- Exercise requirements:
1/ In the profile of William Novak, what did Novak carry when he arrived at the White House?
2/ Please reproduce the profile of William Novak between "After doing exhaustive" and "drop the dull.", inclusive.
===== Text for analysis
Novak is able to elicit such responses because he is a most unassuming, amiable sort who leaves his ego at the door. He fits his approach to his subject. With the brusque, no-nonsense Iacocca, he conducted interviews in offices and conference rooms, never sharing a meal with him. With O'Neill, he took drives around Cape Cod in the former Speaker's beat-up Chrysler and listened to endless anecdotes over tuna sandwiches. "I worried that these were only a wall of stories," he says. "I came to realize that Tip's opinions were expressed through his stories." He arrived at the White House carrying a bag of Mrs. Fields chocolate chip cookies, Nancy Reagan's favorite. When he met her at the Reagan ranch, where she is known to favor jeans, he showed up in jeans. "Bill's like a great character actor," says Peter Osnos, his editor at Random House. "His self-effacing quality allows his subjects their own expression. An extraordinary quality of intimacy with the person is conveyed."
After doing exhaustive library research on a subject, Novak typically talks to dozens of family members and friends to build up lists of questions for his interviews. No muckraker, he uses challenging or contradictory material only to try to jog his subject's memory or trigger fresh stories. "I push as far as I can go," he says. "I'm not trying to change a person's version of himself." Novak works from transcriptions of his interviews, occasionally going back to the tapes to capture the subject's voice -- one of his strengths, he believes. A couple of months into a collaboration, he begins showing the subject drafts of chapters. The subject usually offers changes and comments ("Bill, this stinks!" scrawled Iacocca). Novak tries to incorporate the lively ones and drop the dull.
Toronto-born, Novak graduated from local York University intending to be a writer ("No kid goes to bed at night dreaming he'll be a ghostwriter"). After earning an M.A. in contemporary Jewish studies at Brandeis, he spent ten years editing scholarly magazines and writing a string of financially unsuccessful books (among them: High Culture, about marijuana use, The Great American Man Shortage and a compendium of Jewish humor). Just as he resigned himself to "finding a real job," an editor friend at Bantam suggested Lee Iacocca. "Great! My kind of guy," said Novak, who had never heard of Iacocca.
His success as a collaborator has brought him a comfortable life in an affluent suburb of Boston that enables him, as he says, "to buy raspberries instead of apples." He is currently compiling an anthology of American humor and mulling future celebrity subjects. He muses about Mikhail Gorbachev ("but somehow I think he's busy right now"), and, as a music lover who has recently resumed piano lessons, he thinks about Paul McCartney or Barbra Streisand. "Or Elvis, if he can find him," wisecracks Ben, 10, one of the Novaks' two sons. As for a return to the solo byline of William Novak, he says it's not soon likely. "I get far more ego gratification and attention from these books than I ever did from my own." But aren't the celebrity books his own too? No. This John Alden, unlike the original, shrinks from speaking for himself. "I don't fool myself into thinking that my books are best sellers," he says. "The celebrities are the selling point."
==========
===== Information
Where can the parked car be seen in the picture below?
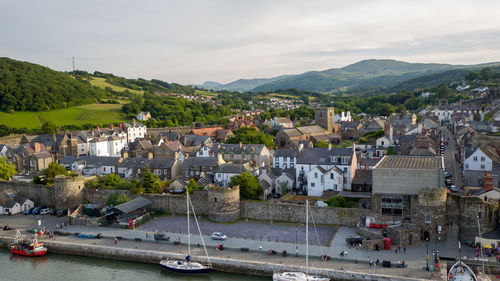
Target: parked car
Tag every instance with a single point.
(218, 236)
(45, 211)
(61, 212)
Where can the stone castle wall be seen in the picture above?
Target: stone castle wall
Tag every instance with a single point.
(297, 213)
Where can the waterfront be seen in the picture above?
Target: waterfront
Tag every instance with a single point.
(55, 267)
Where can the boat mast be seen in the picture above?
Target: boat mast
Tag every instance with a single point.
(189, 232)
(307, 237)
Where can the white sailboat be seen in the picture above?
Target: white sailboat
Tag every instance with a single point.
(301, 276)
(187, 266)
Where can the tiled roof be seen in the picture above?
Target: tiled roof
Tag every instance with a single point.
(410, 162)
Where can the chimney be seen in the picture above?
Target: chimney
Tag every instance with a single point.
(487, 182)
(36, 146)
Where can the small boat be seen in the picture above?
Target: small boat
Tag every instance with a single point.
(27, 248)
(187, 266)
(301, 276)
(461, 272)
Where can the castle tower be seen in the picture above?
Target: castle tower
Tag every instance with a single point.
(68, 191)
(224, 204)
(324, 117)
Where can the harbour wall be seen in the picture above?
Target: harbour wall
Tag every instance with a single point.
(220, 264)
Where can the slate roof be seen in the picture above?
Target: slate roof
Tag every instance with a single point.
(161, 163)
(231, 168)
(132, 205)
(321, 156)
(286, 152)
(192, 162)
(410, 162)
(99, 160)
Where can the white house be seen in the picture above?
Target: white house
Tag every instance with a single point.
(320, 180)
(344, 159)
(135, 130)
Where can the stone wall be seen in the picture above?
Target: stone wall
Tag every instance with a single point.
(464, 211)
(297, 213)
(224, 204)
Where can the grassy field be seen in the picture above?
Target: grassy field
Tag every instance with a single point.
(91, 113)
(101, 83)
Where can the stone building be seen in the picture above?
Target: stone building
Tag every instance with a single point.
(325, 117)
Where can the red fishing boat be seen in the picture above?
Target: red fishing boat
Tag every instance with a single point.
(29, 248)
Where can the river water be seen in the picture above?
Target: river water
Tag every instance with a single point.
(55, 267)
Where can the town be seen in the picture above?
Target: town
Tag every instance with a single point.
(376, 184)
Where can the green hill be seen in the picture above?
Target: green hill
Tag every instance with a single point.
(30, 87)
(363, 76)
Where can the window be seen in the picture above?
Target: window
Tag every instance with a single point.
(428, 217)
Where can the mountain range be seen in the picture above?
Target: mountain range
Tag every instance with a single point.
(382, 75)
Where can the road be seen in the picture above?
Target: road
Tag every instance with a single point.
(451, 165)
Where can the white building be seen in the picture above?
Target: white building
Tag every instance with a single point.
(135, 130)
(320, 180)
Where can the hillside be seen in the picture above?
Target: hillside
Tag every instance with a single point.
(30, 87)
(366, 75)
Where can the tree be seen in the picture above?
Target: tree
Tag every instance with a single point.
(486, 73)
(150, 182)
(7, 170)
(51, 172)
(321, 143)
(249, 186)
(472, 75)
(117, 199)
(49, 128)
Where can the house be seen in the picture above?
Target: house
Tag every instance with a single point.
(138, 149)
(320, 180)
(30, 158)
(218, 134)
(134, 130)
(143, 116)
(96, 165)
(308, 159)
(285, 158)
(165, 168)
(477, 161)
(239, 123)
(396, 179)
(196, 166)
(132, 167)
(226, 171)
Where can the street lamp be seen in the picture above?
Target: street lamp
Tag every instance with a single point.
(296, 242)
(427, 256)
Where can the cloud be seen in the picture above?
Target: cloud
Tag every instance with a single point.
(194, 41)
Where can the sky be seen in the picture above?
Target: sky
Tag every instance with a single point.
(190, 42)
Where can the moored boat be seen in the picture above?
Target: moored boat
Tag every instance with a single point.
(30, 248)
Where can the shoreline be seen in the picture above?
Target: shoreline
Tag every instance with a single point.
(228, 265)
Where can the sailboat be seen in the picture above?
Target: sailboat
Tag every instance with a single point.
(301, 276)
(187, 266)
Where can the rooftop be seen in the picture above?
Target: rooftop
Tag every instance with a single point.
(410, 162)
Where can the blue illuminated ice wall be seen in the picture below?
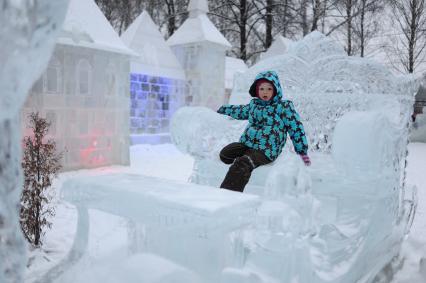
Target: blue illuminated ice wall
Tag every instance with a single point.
==========
- Solved problems:
1/ A bag of Mrs. Fields chocolate chip cookies, Nancy Reagan's favorite.

2/
After doing exhaustive library research on a subject, Novak typically talks to dozens of family members and friends to build up lists of questions for his interviews. No muckraker, he uses challenging or contradictory material only to try to jog his subject's memory or trigger fresh stories. "I push as far as I can go," he says. "I'm not trying to change a person's version of himself." Novak works from transcriptions of his interviews, occasionally going back to the tapes to capture the subject's voice -- one of his strengths, he believes. A couple of months into a collaboration, he begins showing the subject drafts of chapters. The subject usually offers changes and comments ("Bill, this stinks!" scrawled Iacocca). Novak tries to incorporate the lively ones and drop the dull.